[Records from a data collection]
————————

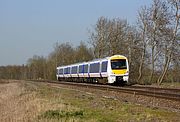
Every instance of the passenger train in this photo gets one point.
(114, 69)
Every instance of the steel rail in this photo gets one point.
(164, 93)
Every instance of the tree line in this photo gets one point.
(152, 47)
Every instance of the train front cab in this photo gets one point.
(119, 70)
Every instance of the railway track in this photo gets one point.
(165, 93)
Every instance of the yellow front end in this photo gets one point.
(119, 65)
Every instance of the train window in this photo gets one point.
(68, 70)
(118, 64)
(94, 68)
(74, 70)
(61, 71)
(86, 68)
(104, 66)
(65, 70)
(81, 69)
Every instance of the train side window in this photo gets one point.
(68, 70)
(81, 69)
(74, 70)
(86, 68)
(61, 71)
(94, 68)
(104, 66)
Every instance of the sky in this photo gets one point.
(32, 27)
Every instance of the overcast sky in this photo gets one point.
(32, 27)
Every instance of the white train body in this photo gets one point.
(107, 70)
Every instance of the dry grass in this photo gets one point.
(30, 101)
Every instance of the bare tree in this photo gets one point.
(172, 35)
(143, 22)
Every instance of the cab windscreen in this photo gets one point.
(118, 64)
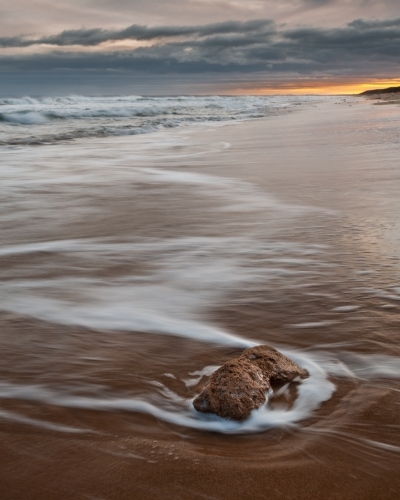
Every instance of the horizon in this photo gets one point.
(177, 47)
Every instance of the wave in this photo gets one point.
(164, 404)
(46, 120)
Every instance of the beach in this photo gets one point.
(132, 266)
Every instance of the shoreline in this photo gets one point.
(304, 182)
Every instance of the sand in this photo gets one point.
(336, 165)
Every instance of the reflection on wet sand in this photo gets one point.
(125, 281)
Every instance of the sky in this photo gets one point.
(170, 47)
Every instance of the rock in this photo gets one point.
(274, 364)
(239, 386)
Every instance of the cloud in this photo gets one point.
(229, 47)
(96, 36)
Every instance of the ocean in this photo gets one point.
(145, 241)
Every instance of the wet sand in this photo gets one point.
(312, 202)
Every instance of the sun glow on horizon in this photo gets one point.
(321, 88)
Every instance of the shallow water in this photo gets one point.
(131, 267)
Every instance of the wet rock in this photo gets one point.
(240, 385)
(275, 365)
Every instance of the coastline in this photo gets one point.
(312, 167)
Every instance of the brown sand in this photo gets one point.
(349, 448)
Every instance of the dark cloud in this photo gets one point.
(360, 47)
(96, 36)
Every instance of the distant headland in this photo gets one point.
(390, 90)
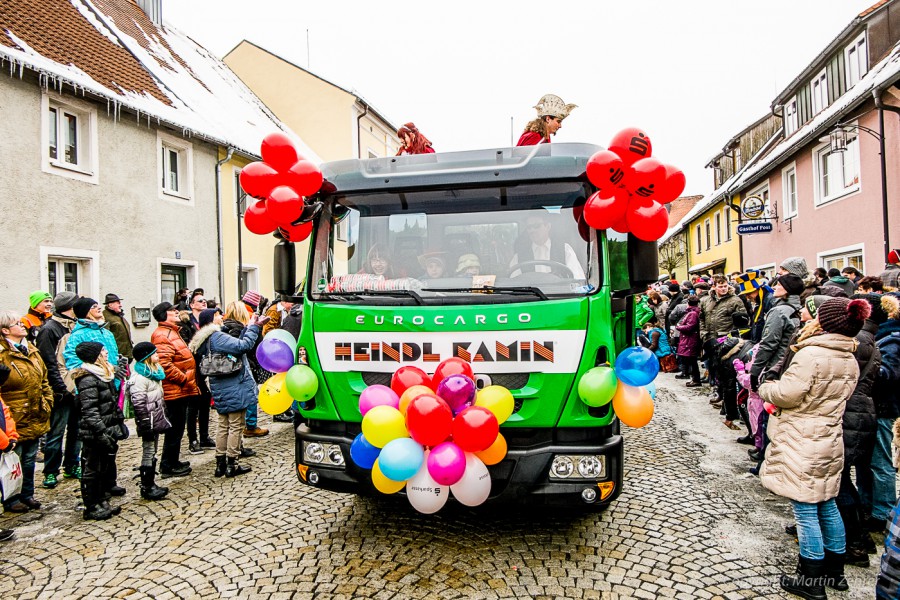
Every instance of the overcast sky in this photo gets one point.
(690, 73)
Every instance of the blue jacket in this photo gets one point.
(237, 392)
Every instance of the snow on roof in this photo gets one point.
(196, 92)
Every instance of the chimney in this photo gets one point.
(153, 8)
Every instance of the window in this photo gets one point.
(819, 90)
(856, 60)
(789, 192)
(836, 173)
(791, 122)
(175, 167)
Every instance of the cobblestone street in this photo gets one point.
(690, 523)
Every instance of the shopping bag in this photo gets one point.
(10, 474)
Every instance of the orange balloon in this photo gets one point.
(412, 392)
(633, 405)
(495, 452)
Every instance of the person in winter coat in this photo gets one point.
(28, 395)
(179, 386)
(147, 398)
(689, 341)
(64, 416)
(101, 426)
(232, 394)
(805, 456)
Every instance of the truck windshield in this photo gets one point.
(482, 245)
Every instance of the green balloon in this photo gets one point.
(302, 383)
(598, 386)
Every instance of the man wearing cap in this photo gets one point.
(64, 414)
(551, 111)
(118, 325)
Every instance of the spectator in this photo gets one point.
(64, 415)
(179, 386)
(147, 398)
(101, 427)
(232, 394)
(28, 395)
(805, 456)
(116, 322)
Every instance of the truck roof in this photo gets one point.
(492, 167)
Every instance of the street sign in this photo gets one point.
(751, 228)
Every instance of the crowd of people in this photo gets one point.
(69, 373)
(807, 366)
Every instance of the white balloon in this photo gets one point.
(425, 494)
(475, 486)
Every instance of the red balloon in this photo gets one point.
(601, 213)
(296, 233)
(631, 145)
(648, 175)
(606, 170)
(278, 150)
(673, 185)
(429, 419)
(257, 221)
(305, 177)
(451, 366)
(259, 179)
(284, 205)
(647, 219)
(475, 429)
(406, 377)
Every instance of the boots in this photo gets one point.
(834, 571)
(220, 466)
(149, 489)
(809, 580)
(235, 469)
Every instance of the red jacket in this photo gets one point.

————————

[WHAT THE TASK ASKS]
Print every record exactly, without the pictures.

[WRITTEN ANSWER]
Every instance of the passenger train in this photo gets one point.
(114, 69)
Every instance of the steel rail in this photo gets one point.
(164, 93)
Every instance of the tree line in this photo gets one point.
(152, 47)
Every instance of the train front cab in this photo gets one point.
(119, 70)
Every instance of the railway track in this photo gets one point.
(165, 93)
Every instance of the yellow front end in this photo gets one point.
(119, 65)
Every instance of the train window in this photo gets one point.
(68, 70)
(118, 64)
(94, 68)
(74, 70)
(61, 71)
(86, 68)
(104, 66)
(65, 70)
(81, 69)
Every instance of the train side window in this photo gets one point.
(68, 70)
(81, 69)
(74, 70)
(86, 68)
(61, 71)
(94, 68)
(104, 66)
Every instance of the sky in this photo gets one point.
(32, 27)
Every instance of the overcast sky in this photo gets one point.
(32, 27)
Every instance of the white train body in this photo gets one point.
(107, 70)
Every instance of the dry grass in this photo gets one point.
(30, 101)
Every instance of the bare tree in this photo gets one point.
(172, 35)
(143, 22)
Every instance of the cab windscreen in this photo gets one point.
(118, 64)
Every instance of the horizon in this photo gets one point.
(177, 47)
Every instance of the wave in this photo gets one point.
(164, 404)
(46, 120)
Every instance of the beach in this photo gets one point.
(132, 266)
Every instance of the shoreline in this photo gets one point.
(304, 182)
Every instance of the sand in this photo gets one point.
(336, 165)
Every instance of the reflection on wet sand in this photo gets one point.
(125, 281)
Every instance of the sky in this photo gets one point.
(170, 47)
Every instance of the rock in this photo gets one point.
(274, 364)
(239, 386)
Every instance of the cloud in this photo gets one point.
(229, 47)
(96, 36)
Every instance of the ocean in this photo gets one point.
(145, 241)
Every instance of the wet sand in this photo gets one point.
(312, 202)
Every instance of the sun glow on horizon in this photo gets one point.
(321, 88)
Every instance of the shallow water in this photo gets one point.
(131, 267)
Every instance of the wet rock in this photo gets one point.
(240, 385)
(275, 365)
Every instance of the coastline in this photo gets one point.
(312, 167)
Every instance of the brown sand in this photo gets one point.
(349, 448)
Every instance of the dark cloud in this photo gets one point.
(360, 47)
(96, 36)
Every instance of the distant headland in this photo gets one point.
(390, 90)
Every instance of the overcast sky in this photo gets one point.
(690, 73)
Every instance of the blue jacket in this photo gets one point.
(237, 392)
Every instance of the snow on roof in this photo gets one point.
(196, 92)
Every instance of the chimney in this photo gets one point.
(153, 8)
Every instance of the window in this photo gets one point.
(819, 90)
(856, 60)
(789, 192)
(836, 173)
(791, 122)
(175, 167)
Every instance of the cobblestone street in this photo gets one point.
(690, 523)
Every instance of the shopping bag in this photo gets one point.
(10, 474)
Every instance of the orange balloon in this photo gets one point.
(412, 392)
(633, 405)
(495, 452)
Every instance of the person in winter coat in this photo gets one point.
(28, 395)
(179, 386)
(147, 398)
(689, 341)
(64, 416)
(101, 426)
(232, 394)
(805, 456)
Every instance of the truck windshield in this photo gets one point.
(482, 245)
Every instance of the green balloon in this photo gets one point.
(302, 383)
(598, 386)
Every instance of the man wearing cap in this photo gets one point.
(64, 414)
(551, 111)
(118, 325)
Every instance of the spectator in this photo gets one point.
(64, 415)
(179, 386)
(147, 398)
(101, 427)
(232, 394)
(28, 395)
(805, 456)
(116, 322)
Every instance of the truck roof in this photo gets one point.
(492, 167)
Every instance of the street sign in this photo gets one point.
(751, 228)
Every instance of the crowd of people in this photo gets one point.
(69, 373)
(807, 366)
Every instance of the white balloon in this photo gets one point.
(425, 494)
(475, 486)
Every instance of the red balloon in this photo gets one point.
(601, 213)
(296, 233)
(631, 145)
(648, 175)
(606, 170)
(278, 150)
(673, 185)
(429, 419)
(257, 221)
(305, 177)
(451, 366)
(259, 179)
(284, 205)
(647, 219)
(475, 429)
(406, 377)
Every instance of the boots in this photo gets one point.
(834, 571)
(220, 466)
(149, 489)
(809, 580)
(235, 469)
Every instance of the red jacket in this photo gets one point.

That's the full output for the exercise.